Selected passage:
He wrote the forewords to Paul Taylor's Private Domain: An Autobiography (1999, University of Pittsburgh Press), Elaine Dundy's The Dud Avocado (2007, New York Review Books Classics), William Bailey's William Bailey on Canvas (2007, Betty Cuningham Gallery), and Richard Stark's Flashfire and Firebreak (2011, University of Chicago Press) and contributed to The Oxford Companion to Jazz (2000, Oxford University Press), Field-Tested Books (2008, Coudal Partners), and Robert Gottlieb's Reading Dance (2008, Pantheon). He also appears in two film documentaries about dance, Mirra Bank's Last Dance (2002) and Deborah Novak's Steven Caras: See Them Dance (2011).

Referring expression grounding data:
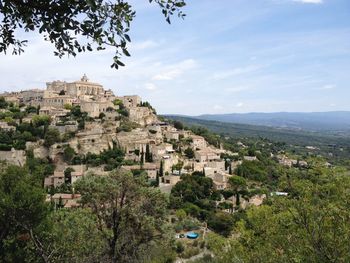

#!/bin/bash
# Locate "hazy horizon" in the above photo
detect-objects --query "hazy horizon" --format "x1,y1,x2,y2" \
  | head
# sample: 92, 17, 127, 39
0, 0, 350, 115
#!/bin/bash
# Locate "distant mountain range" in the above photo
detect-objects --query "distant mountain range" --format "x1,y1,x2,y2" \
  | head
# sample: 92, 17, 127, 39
180, 111, 350, 131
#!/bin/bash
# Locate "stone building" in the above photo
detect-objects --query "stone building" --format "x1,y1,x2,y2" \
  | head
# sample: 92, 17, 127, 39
46, 74, 105, 98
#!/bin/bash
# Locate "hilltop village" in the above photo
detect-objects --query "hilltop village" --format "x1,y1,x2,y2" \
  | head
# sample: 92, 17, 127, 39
0, 75, 350, 263
0, 75, 262, 207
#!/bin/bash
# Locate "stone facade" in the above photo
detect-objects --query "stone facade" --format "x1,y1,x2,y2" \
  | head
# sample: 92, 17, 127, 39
0, 148, 26, 166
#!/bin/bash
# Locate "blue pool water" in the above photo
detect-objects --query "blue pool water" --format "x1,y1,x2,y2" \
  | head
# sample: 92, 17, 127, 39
186, 232, 199, 239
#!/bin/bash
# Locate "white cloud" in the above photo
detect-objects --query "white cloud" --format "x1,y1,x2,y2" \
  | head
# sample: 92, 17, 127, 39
318, 84, 336, 90
293, 0, 323, 4
130, 40, 159, 51
213, 105, 223, 111
212, 65, 262, 80
152, 59, 197, 80
145, 83, 157, 90
225, 86, 251, 93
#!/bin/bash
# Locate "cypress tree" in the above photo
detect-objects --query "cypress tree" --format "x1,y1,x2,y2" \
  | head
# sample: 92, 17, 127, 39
159, 160, 164, 177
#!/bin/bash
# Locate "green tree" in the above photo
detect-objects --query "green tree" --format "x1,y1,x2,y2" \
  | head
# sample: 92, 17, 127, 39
63, 145, 75, 163
0, 97, 8, 109
64, 167, 74, 184
44, 128, 60, 147
76, 170, 167, 262
184, 147, 194, 159
228, 176, 247, 207
32, 115, 51, 127
219, 175, 350, 263
0, 166, 50, 262
0, 0, 185, 68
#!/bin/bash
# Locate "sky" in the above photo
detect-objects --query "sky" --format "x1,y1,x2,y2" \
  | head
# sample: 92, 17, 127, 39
0, 0, 350, 115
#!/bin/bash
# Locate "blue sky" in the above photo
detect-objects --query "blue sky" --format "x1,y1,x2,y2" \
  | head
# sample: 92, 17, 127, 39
0, 0, 350, 115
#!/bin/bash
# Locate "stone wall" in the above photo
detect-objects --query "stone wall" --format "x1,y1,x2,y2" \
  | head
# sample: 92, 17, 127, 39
0, 148, 26, 166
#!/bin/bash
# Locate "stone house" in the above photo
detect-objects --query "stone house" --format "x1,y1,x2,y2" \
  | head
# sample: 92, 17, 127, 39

What you will do:
In the biographical passage, write out everything from "He wrote the" down to "Them Dance (2011).".

Task solution:
He wrote the forewords to Paul Taylor's Private Domain: An Autobiography (1999, University of Pittsburgh Press), Elaine Dundy's The Dud Avocado (2007, New York Review Books Classics), William Bailey's William Bailey on Canvas (2007, Betty Cuningham Gallery), and Richard Stark's Flashfire and Firebreak (2011, University of Chicago Press) and contributed to The Oxford Companion to Jazz (2000, Oxford University Press), Field-Tested Books (2008, Coudal Partners), and Robert Gottlieb's Reading Dance (2008, Pantheon). He also appears in two film documentaries about dance, Mirra Bank's Last Dance (2002) and Deborah Novak's Steven Caras: See Them Dance (2011).